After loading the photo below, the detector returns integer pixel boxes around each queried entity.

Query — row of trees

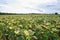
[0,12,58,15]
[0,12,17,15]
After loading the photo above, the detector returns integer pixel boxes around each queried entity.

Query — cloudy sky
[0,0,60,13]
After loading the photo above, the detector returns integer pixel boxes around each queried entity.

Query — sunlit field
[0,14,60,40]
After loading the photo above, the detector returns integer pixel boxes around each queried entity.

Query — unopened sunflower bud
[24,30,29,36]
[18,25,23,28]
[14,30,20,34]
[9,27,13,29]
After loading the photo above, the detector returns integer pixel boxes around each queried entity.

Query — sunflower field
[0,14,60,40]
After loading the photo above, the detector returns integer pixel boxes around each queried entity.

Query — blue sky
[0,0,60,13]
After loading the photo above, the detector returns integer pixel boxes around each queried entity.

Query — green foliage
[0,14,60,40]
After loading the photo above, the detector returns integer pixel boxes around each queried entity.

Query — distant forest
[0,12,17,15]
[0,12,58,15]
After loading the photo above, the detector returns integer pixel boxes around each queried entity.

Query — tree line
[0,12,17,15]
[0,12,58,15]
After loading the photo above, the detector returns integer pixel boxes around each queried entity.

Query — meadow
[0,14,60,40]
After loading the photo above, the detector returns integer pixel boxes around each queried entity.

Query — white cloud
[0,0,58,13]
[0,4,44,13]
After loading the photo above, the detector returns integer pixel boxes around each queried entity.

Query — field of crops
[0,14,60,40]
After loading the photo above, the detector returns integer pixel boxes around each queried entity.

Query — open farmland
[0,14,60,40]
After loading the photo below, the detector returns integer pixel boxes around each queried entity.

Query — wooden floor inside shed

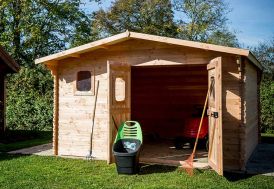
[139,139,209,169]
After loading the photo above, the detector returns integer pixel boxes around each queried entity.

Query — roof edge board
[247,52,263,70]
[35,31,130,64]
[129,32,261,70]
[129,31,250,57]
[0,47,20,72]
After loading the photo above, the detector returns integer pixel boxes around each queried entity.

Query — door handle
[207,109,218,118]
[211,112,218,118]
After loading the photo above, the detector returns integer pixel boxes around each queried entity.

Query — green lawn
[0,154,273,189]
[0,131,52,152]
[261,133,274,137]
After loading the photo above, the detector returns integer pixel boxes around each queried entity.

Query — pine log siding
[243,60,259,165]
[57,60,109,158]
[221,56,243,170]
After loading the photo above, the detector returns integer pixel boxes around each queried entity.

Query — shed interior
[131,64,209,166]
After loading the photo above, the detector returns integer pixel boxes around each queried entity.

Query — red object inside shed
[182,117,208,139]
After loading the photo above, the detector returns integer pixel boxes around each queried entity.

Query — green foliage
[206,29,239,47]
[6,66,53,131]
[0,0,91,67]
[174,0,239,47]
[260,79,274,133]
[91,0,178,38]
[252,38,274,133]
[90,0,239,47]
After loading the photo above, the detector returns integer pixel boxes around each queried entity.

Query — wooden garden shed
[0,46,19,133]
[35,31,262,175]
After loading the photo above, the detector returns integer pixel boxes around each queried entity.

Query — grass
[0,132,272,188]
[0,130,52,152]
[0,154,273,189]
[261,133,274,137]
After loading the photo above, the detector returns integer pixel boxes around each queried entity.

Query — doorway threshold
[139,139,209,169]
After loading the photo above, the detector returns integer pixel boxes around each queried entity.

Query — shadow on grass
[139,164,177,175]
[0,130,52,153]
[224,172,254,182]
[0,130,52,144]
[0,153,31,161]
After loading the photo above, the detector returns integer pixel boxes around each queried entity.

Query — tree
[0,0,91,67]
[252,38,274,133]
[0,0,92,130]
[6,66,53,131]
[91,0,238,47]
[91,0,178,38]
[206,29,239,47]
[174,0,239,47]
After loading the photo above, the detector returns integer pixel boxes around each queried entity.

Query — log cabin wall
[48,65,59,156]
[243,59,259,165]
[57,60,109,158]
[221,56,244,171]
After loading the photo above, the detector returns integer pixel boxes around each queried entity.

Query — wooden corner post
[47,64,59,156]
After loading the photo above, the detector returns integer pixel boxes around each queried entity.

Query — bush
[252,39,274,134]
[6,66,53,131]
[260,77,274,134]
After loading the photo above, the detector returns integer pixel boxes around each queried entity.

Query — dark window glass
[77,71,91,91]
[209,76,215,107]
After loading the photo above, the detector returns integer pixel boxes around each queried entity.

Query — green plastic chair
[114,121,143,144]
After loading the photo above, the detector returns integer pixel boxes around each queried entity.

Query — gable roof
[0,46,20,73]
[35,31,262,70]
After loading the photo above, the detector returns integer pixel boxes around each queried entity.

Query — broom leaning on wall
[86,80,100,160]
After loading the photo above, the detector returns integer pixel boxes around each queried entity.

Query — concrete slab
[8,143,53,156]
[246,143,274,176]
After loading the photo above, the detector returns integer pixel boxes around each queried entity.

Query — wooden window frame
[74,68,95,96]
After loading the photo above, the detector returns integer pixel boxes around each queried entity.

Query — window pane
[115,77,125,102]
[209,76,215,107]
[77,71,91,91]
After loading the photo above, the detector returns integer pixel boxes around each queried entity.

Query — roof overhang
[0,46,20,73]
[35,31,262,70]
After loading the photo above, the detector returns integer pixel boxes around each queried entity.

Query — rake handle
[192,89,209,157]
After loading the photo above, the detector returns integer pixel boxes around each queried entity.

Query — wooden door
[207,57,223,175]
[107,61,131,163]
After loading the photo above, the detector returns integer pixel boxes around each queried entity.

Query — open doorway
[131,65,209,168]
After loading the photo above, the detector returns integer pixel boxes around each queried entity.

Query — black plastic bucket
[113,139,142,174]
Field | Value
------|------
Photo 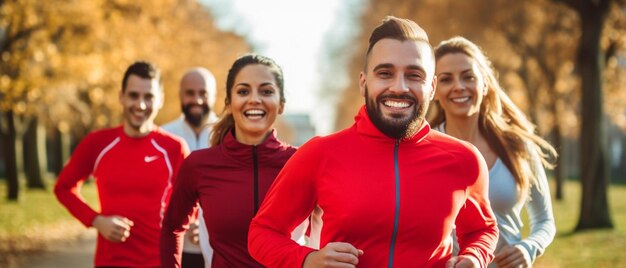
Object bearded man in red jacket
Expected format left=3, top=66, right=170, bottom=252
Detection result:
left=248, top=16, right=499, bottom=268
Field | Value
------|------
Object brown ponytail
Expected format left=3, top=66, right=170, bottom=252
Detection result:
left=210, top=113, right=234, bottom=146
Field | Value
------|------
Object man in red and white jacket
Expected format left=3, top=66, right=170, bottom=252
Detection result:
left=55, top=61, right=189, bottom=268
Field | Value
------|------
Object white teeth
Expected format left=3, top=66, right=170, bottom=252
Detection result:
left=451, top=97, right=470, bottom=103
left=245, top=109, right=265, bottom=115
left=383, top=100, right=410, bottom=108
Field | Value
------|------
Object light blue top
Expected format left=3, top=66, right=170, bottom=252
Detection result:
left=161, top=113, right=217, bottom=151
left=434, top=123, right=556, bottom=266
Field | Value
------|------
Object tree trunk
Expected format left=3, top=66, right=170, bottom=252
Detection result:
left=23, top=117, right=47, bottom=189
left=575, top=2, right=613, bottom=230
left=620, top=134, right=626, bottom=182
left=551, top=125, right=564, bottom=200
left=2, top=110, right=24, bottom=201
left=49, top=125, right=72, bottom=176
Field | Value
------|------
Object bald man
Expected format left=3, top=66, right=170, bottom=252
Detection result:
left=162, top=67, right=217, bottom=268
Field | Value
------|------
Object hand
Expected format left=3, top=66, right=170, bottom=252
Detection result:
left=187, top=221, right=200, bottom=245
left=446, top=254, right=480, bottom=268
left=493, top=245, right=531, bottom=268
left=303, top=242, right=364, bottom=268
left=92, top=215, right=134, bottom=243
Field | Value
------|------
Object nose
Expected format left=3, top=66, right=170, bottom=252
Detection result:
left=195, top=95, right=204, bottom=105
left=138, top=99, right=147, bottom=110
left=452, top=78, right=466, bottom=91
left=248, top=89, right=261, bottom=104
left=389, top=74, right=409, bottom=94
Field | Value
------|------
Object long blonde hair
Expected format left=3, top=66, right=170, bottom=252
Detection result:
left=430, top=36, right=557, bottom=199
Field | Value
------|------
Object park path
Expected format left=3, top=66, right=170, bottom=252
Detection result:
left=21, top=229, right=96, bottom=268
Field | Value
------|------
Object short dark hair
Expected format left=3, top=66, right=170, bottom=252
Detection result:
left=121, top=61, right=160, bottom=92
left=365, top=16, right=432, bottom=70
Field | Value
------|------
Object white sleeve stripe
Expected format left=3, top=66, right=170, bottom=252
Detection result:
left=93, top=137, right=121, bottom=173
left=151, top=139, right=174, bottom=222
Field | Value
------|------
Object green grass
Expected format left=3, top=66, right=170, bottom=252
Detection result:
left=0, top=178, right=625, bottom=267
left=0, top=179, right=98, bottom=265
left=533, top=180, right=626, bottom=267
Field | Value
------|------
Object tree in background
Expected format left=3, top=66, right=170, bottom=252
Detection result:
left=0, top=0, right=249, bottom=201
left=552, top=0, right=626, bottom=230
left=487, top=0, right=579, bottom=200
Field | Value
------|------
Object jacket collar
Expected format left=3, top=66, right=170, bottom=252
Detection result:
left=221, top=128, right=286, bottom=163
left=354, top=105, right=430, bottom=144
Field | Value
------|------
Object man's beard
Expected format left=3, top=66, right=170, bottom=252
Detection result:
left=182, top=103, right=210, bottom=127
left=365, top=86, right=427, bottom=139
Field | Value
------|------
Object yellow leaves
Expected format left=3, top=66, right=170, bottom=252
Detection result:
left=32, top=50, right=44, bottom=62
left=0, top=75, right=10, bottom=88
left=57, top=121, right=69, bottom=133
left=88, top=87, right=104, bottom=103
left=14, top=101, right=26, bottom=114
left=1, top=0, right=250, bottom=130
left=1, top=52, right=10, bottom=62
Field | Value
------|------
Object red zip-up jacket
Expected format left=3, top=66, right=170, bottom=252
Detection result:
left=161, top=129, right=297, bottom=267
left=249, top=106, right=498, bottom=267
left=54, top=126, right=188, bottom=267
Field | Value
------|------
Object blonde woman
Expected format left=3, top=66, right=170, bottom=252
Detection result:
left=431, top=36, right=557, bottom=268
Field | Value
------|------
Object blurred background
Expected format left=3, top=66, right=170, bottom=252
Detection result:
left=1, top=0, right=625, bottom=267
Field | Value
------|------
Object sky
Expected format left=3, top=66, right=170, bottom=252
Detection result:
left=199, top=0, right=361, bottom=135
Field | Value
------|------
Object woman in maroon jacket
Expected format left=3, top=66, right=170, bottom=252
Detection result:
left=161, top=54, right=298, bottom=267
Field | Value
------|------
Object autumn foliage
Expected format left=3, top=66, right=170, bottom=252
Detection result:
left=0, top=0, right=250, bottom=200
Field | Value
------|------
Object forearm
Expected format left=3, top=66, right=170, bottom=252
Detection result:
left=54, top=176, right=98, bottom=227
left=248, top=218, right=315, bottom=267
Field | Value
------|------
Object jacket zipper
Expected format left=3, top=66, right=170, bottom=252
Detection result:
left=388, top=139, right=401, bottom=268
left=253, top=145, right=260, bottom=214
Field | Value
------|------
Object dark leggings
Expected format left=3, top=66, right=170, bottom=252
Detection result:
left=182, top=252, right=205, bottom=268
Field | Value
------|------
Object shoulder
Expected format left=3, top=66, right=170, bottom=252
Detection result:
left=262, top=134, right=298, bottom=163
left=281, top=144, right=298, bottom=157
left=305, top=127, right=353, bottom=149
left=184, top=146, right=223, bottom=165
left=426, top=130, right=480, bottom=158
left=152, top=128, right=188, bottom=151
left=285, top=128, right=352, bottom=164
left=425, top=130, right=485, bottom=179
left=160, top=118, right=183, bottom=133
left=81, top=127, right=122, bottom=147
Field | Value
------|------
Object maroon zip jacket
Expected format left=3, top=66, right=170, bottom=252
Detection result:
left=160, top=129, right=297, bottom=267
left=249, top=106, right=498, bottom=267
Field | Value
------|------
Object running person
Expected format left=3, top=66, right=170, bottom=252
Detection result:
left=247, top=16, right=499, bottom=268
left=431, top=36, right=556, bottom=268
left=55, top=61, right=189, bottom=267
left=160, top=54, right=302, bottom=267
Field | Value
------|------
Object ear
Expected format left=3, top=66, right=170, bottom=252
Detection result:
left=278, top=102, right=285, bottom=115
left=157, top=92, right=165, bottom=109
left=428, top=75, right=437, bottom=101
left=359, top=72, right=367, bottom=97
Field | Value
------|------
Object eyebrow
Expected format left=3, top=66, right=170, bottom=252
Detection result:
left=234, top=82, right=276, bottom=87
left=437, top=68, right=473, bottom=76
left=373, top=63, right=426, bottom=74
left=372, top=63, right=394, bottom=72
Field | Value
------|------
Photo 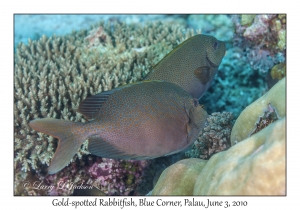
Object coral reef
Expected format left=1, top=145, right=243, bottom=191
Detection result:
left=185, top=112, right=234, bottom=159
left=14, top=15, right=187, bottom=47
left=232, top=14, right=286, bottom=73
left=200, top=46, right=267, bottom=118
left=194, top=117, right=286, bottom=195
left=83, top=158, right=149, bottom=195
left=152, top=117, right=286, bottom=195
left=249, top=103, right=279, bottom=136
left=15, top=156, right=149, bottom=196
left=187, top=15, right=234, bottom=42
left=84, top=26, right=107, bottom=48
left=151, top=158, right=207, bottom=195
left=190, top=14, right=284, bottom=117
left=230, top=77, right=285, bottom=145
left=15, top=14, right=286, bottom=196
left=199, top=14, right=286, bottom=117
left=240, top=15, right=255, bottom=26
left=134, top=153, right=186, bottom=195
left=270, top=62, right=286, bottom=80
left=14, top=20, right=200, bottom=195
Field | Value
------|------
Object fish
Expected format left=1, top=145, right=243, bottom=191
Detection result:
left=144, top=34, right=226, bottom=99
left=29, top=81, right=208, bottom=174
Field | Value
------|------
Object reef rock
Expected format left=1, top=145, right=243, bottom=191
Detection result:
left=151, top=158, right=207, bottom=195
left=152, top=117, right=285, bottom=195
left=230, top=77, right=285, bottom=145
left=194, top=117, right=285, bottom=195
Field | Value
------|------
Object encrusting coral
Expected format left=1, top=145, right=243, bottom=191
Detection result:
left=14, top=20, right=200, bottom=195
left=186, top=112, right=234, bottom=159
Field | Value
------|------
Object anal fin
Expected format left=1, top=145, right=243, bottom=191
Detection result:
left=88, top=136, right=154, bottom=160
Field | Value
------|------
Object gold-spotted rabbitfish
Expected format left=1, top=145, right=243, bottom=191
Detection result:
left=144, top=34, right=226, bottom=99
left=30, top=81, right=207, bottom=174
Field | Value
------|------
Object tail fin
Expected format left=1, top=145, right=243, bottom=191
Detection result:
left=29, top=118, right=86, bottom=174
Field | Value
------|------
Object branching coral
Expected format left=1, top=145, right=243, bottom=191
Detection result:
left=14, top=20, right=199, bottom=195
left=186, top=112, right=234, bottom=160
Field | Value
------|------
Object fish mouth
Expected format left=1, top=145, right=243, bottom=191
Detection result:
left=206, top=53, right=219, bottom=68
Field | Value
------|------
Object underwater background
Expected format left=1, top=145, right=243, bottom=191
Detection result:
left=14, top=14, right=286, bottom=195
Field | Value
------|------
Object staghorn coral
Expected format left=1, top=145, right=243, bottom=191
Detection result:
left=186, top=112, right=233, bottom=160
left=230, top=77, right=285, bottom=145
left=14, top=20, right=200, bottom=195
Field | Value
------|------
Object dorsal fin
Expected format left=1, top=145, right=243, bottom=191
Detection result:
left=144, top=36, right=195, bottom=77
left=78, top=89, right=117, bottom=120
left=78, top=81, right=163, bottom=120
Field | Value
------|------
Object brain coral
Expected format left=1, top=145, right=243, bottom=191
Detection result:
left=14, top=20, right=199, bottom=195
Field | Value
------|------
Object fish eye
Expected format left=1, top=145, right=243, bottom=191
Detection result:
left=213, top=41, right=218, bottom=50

## ABOUT THIS TASK
The answer must be every line from the records above that contains the word "blonde", copied out.

## WORKED SOLUTION
Object long blonde hair
Object blonde woman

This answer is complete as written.